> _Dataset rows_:
•••••
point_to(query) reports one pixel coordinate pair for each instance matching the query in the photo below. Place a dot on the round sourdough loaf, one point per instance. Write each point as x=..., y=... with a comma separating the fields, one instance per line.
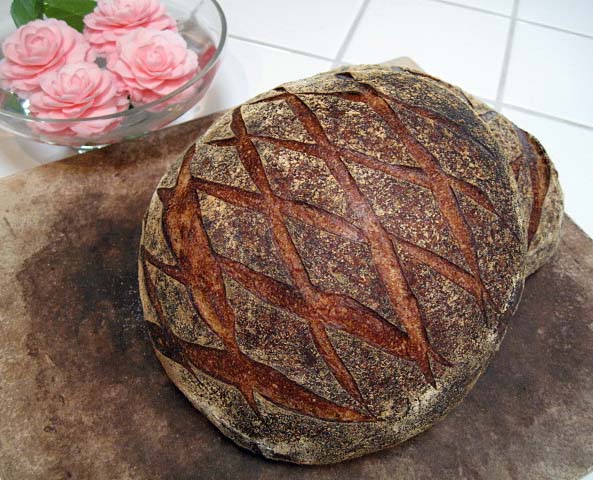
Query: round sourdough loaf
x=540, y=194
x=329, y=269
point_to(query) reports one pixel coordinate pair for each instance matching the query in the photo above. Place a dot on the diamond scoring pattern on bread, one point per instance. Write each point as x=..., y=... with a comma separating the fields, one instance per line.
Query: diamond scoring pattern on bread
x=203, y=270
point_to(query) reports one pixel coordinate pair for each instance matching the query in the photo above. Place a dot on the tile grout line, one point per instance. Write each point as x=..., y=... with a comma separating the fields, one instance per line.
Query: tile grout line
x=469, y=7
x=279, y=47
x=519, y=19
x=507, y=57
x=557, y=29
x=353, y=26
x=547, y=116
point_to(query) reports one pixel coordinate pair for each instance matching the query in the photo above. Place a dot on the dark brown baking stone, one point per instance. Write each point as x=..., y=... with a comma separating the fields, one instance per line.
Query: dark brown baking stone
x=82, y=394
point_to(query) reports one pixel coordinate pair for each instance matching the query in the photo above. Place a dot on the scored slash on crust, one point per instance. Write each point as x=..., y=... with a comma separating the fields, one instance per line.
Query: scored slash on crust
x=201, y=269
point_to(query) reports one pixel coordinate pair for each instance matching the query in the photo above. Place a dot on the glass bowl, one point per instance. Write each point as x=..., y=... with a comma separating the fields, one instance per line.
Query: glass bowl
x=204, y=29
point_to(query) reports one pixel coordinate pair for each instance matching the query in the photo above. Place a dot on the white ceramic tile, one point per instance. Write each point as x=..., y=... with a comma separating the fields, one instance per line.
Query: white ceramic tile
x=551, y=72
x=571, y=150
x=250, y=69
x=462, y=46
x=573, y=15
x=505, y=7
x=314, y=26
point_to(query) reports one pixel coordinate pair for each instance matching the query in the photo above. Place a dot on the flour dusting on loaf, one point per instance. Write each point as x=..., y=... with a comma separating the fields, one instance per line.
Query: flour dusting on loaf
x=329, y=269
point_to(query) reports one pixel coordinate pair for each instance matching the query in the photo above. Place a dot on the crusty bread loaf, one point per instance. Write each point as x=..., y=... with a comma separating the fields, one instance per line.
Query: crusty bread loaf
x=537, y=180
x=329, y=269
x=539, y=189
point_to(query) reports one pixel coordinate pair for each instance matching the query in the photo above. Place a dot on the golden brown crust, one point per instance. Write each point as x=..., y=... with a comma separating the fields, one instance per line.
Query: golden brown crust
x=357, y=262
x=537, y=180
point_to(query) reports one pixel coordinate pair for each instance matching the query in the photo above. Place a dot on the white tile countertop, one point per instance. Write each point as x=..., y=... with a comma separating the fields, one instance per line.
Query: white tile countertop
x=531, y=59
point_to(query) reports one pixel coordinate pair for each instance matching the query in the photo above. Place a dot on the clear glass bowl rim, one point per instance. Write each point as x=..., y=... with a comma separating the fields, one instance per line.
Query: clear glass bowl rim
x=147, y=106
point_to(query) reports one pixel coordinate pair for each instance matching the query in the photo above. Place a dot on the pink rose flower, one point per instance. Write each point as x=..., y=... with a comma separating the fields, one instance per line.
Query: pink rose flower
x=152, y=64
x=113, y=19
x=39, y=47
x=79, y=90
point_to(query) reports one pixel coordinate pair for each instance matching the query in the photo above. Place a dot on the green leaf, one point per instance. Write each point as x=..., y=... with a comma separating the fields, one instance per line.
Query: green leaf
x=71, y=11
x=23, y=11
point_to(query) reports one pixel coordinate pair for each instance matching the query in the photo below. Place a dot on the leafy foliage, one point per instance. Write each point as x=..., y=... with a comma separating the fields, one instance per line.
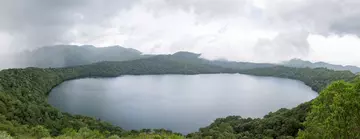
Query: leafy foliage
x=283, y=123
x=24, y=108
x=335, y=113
•••••
> _THE REQUEST_:
Copy out all of the data above word for word, leaving out the pictures.

> _ANSWER TO THIS TASK_:
point_to(query) reports one pixel coordinate pair for each instance matching the query in the photo below. Place a dot on the round sourdough loaf, one point per instance. Write each point as x=..., y=... with a comma separating the fields, one instance per line.
Query: round sourdough loaf
x=540, y=194
x=329, y=269
point_to(query) reports one pixel coordinate pair for each instance matching the query in the photo above. Place a dot on the diamond scoring pattern on bread, one point per instance. Write each point as x=..., y=... with a comma separating the fields, one instance per line.
Query: diamond scoring pattern on bread
x=203, y=270
point_to(query) reports one pixel coordinate pair for each instance matching the query in the photo above. Place a dot on the tile grout line, one point per instance. Write each point as x=..., y=... with a comma separating the fields, one instance per line.
Query: tile grout line
x=469, y=7
x=279, y=47
x=519, y=19
x=507, y=57
x=557, y=29
x=353, y=26
x=547, y=116
point_to(query) reports one pixel coordinate pair for each instance matching the query in the photo above. Place a dot on the dark brown baking stone, one point per instance. Write each point as x=..., y=... with a comma separating the fields, one instance per line.
Query: dark brown baking stone
x=82, y=394
point_to(query) reports one pixel coordinate pair for each instance matching the query in the photo above. Place a dot on the scored slash on crust, one point per instance. Write each point as x=..., y=... with a comma separating the fields, one instance per line.
Query: scored slash on crust
x=201, y=269
point_to(query) reports one pixel coordinate pair for each instance matching the query in the photo above. Place a dot on the glass bowl, one point per instance. Write each point as x=..., y=... with a comma separating the fields, one instance per line.
Query: glass bowl
x=204, y=29
point_to(query) reports one pixel coordinate pair for each instance matching the query in the photo above. Place a dot on the white ceramic tile, one point per instance. Write each point as x=..., y=... with a comma separating the fields, one instance per line.
Query: white ceramic tile
x=551, y=72
x=571, y=150
x=250, y=69
x=462, y=46
x=573, y=15
x=505, y=7
x=314, y=26
point_to(query) reports one pixel coordinate pair for each instance matching the query in the photo above. Place a dot on the flour dusting on loaf, one point per instance. Write each point as x=..., y=... with a comma separating the fields, one instance per line.
Query: flour dusting on loaf
x=329, y=269
point_to(query) reports one pixel coordinate pair for each instance matching the query in the photo above. Place a dot on the crusty bread loaf, one point per instance. Write each point as x=..., y=... with a comma separating the fields, one instance per line.
Query: crusty bread loaf
x=537, y=180
x=329, y=269
x=539, y=189
point_to(query) reports one pixel coordinate pair for each instance matching the query in the photo above. Place a dot on the golden brown crust, one point per instance. Write each point as x=..., y=... with a comma separating the fields, one instance per line.
Query: golden brown crust
x=357, y=262
x=537, y=180
point_to(query) reports one pixel coordinate pair for each instance matching the query in the photo above. Place a dot on the white tile countertop, one point per instance. Write each point as x=..., y=... with a comma separating the fields, one instance per line.
Query: white tile countertop
x=531, y=59
point_to(query) reports one pixel coordinate pair for each instance matching the query in the photo above. Place a dot on the clear glass bowl rim, one point per instance. Write each point as x=..., y=... with a comma separating the fields, one instance per line.
Query: clear glass bowl rim
x=147, y=106
point_to(query) reports one pixel coordinate pair for each instance matching the query in the photo above. Place a dot on the pink rose flower, one point per instance. Write each point as x=..., y=... with a comma separating the fields, one instance per line.
Query: pink rose flower
x=152, y=64
x=113, y=19
x=39, y=47
x=79, y=90
point_to(query) reports one pixel coordinate pair for each instance matching the query in the photo above. Place a dot on the green leaf, one point per instance. Write each point as x=..., y=... with a comma separating the fields, one instance per line.
Query: green leaf
x=71, y=11
x=23, y=11
point_to(query) reports one pixel coordinate pair for each instance matching the query in the photo below. Place a dot on the leafy foliage, one point per instance. Write each point as x=..., y=... with a comma separating the fields, one instance per line.
Query: leafy foliage
x=283, y=123
x=24, y=108
x=335, y=113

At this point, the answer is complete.